_TEXT SECTION_
'''

As the year 2020 comes to a close, my interest and need to look back is somehow stronger than it’s ever been. Maybe because of the sheer surreal nature of the past many months, I have felt unprepared and overwhelmed, to be honest. Thankfully, I’ve had a knack for the ability to compartmentalize in my life; that is, giving things a place, of sorts, and then leaving them there to exist on their own. If I’ve looked back at all, it’s been from a bystander’s view, as if it wasn’t my own story on which to reflect. Not sure if that makes any sense, but it has served me well over the years, in terms of my self-preservation and survival.
THIS year, though, has been incredibly difficult and challenging (and I’m NO stranger to challenging). A virus began to make its way through our world, seeking to slow us down, if not beat us down altogether. It’s reach has been overwhelming and devastating, no matter race, gender, ethnicity or religion.
Then, on April Fool’s Day, my father passed away at the age of 96. Yes, it was a full life, well-lived, but the intensity of emotion I felt was quite unexpected. It managed to stir my feelings of loss from so many years ago. Of course any therapist worth his or her degree would have called it as typical and routine, but I was blindsided by its weight. As an only child who now would no longer have a living parent, I felt lost. I would have to look inward everyday to gather the strength to move forward.
I choose to focus on my children and the lives they are meant to live ahead and all of the potential bursting within them. I choose to focus on my life that I am meant to live ahead and all of the potential within me.
MEMENTO MORI, the idea that life is not guaranteed to us, and that each moment may be our last, has become my default mindset, and for that I’m grateful. It was my husband’s introduction to this centuries-old philosophy that has captivated me. Memento Mori brings us back to the NOW, to the present moment. For those of you reading this, right now, you are HERE! So, now what?

'''

Return, word for word, the passage of the reflection on 2020 from "MEMENTO MORI, the" to "So, now what?".

_RECORD SET_
'''

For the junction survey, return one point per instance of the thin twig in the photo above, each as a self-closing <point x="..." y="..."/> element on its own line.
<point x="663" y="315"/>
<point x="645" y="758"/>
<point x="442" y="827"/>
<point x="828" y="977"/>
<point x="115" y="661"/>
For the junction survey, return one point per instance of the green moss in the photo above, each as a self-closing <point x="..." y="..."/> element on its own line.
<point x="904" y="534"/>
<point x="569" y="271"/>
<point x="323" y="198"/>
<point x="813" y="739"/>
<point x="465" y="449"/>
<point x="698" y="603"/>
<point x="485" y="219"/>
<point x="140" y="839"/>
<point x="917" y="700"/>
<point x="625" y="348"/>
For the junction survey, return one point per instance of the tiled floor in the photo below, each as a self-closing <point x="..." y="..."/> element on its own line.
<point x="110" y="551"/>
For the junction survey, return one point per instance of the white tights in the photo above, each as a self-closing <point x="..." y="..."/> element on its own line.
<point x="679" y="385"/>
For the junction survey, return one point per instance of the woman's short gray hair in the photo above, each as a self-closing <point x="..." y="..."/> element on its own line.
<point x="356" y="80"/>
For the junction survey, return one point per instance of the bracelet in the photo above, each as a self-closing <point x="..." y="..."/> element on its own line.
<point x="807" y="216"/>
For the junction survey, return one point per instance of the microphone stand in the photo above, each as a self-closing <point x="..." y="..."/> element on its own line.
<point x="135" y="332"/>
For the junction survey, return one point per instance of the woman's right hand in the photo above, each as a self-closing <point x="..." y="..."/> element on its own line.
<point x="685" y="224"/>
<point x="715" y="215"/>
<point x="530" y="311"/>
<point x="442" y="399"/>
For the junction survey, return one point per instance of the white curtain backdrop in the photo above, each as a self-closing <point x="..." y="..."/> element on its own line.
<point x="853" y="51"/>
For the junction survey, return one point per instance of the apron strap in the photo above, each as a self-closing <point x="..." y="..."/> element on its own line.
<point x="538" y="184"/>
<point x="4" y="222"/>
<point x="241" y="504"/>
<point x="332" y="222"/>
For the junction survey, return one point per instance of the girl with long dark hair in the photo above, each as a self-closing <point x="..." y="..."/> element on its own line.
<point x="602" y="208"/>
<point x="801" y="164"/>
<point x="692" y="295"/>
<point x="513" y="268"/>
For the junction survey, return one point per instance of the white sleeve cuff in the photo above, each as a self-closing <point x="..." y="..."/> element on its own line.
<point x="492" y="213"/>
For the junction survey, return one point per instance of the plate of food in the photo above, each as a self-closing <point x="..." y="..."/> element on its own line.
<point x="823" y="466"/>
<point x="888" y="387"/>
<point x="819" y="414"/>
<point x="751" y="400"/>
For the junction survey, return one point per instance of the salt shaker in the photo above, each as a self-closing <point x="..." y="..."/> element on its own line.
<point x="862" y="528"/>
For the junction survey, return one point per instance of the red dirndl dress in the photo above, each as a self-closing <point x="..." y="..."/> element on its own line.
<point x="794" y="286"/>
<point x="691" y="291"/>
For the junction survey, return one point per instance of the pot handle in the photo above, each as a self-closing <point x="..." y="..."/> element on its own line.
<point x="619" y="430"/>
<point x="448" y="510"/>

'''

_THE ANSWER_
MEMENTO MORI, the idea that life is not guaranteed to us, and that each moment may be our last, has become my default mindset, and for that I’m grateful. It was my husband’s introduction to this centuries-old philosophy that has captivated me. Memento Mori brings us back to the NOW, to the present moment. For those of you reading this, right now, you are HERE! So, now what?